Copy out everything from the start of the data down to the line that contains "top-left (244, 205), bottom-right (281, 263)", including that line, character for character.

------------------------

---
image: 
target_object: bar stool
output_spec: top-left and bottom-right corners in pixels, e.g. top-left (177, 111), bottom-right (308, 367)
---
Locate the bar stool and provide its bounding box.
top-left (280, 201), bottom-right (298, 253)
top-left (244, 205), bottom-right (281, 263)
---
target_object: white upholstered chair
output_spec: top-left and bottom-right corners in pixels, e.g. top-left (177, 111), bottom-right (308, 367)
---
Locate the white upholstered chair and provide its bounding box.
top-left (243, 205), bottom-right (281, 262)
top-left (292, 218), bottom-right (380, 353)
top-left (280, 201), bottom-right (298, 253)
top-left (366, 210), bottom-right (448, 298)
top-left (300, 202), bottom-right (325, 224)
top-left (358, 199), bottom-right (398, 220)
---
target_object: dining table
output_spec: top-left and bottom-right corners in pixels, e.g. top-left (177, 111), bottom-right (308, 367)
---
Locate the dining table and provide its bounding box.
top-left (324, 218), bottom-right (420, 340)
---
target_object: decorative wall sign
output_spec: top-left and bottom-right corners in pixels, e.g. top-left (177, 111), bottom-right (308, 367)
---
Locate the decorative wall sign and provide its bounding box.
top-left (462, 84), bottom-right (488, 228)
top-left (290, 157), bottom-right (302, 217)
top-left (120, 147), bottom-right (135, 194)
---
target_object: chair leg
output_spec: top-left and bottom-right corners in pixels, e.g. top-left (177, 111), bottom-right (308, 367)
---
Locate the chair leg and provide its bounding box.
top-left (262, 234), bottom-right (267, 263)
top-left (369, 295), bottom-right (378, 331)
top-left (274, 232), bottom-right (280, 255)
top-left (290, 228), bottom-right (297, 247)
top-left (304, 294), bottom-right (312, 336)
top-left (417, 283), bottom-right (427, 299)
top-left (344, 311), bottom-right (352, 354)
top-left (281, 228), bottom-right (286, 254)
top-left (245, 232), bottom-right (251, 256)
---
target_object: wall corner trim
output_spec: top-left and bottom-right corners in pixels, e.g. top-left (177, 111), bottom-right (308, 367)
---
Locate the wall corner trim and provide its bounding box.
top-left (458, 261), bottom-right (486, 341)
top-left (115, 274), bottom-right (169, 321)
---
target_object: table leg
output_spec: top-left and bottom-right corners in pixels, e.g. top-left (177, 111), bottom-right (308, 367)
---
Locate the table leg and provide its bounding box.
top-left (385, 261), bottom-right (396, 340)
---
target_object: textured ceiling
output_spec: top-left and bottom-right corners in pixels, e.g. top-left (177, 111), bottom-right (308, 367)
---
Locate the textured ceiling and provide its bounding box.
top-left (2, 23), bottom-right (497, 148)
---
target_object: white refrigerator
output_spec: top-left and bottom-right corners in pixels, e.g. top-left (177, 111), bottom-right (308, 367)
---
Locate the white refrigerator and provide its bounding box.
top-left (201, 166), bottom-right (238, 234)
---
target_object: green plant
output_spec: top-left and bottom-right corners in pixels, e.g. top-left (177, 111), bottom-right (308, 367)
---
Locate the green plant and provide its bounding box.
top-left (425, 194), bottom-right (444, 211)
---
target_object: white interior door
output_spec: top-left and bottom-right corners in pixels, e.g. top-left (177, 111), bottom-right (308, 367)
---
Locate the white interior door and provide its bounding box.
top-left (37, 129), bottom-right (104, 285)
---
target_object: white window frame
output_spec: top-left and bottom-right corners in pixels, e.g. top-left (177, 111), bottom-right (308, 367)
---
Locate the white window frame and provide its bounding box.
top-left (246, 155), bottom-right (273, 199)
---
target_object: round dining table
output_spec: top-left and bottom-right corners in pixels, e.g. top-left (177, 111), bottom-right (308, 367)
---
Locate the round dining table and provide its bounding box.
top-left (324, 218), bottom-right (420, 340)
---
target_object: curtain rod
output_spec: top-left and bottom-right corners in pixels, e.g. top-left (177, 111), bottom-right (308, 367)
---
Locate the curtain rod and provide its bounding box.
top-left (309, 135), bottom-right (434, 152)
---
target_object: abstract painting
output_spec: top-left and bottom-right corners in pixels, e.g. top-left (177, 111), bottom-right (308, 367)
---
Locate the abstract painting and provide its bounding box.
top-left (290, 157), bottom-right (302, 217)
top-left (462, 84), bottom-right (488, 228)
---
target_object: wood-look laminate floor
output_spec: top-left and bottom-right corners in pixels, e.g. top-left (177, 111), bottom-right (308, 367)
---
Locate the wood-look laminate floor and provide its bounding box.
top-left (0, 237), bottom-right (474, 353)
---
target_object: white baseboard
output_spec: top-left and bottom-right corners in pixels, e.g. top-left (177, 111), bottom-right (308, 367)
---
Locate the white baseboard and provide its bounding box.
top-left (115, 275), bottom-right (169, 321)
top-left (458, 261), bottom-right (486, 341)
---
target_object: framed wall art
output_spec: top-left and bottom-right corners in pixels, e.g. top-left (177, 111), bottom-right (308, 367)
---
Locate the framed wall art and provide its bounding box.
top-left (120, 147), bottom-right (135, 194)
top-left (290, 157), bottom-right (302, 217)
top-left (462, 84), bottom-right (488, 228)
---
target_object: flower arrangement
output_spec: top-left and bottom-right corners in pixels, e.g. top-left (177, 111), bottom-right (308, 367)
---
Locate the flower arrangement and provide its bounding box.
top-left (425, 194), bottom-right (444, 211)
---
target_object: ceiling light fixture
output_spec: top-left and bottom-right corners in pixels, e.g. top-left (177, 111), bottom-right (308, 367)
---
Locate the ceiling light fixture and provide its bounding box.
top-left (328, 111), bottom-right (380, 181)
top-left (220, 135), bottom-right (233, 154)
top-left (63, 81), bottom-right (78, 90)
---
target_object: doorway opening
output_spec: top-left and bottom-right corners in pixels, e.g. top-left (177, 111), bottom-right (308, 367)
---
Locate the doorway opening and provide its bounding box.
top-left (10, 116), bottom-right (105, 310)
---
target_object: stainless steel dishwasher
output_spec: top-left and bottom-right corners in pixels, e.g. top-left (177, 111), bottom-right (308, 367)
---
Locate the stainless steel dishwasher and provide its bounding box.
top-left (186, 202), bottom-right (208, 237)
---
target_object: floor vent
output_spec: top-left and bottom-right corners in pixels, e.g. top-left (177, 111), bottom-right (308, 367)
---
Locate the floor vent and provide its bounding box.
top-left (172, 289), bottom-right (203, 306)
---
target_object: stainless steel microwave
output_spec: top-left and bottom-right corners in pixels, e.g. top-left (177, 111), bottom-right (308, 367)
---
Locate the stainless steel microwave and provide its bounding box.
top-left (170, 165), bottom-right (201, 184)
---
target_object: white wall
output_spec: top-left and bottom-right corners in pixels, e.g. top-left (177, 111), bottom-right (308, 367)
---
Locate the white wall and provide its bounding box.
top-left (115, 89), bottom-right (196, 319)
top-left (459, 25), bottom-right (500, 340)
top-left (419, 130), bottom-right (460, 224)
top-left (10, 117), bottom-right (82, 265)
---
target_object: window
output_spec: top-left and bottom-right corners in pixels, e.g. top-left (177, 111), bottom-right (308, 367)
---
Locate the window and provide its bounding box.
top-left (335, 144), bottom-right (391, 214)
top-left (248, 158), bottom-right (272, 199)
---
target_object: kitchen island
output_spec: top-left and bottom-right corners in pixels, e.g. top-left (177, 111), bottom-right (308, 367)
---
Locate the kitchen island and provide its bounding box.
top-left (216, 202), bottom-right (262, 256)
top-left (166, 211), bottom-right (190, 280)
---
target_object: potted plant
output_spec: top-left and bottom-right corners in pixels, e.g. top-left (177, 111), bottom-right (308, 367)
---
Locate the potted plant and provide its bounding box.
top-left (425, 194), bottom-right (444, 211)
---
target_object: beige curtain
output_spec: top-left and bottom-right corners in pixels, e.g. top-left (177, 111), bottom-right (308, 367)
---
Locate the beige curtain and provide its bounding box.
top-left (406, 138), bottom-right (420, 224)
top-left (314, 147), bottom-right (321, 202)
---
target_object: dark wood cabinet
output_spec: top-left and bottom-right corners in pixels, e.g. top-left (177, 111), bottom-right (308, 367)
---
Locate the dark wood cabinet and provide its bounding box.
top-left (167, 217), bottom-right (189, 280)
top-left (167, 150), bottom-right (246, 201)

------------------------

**THE COMPLETED TASK**
---
image: 
target_object: bar stool
output_spec: top-left and bottom-right corners in pixels, e.g. top-left (177, 111), bottom-right (308, 367)
---
Locate the bar stool and provide its bounding box.
top-left (280, 201), bottom-right (298, 253)
top-left (244, 205), bottom-right (281, 263)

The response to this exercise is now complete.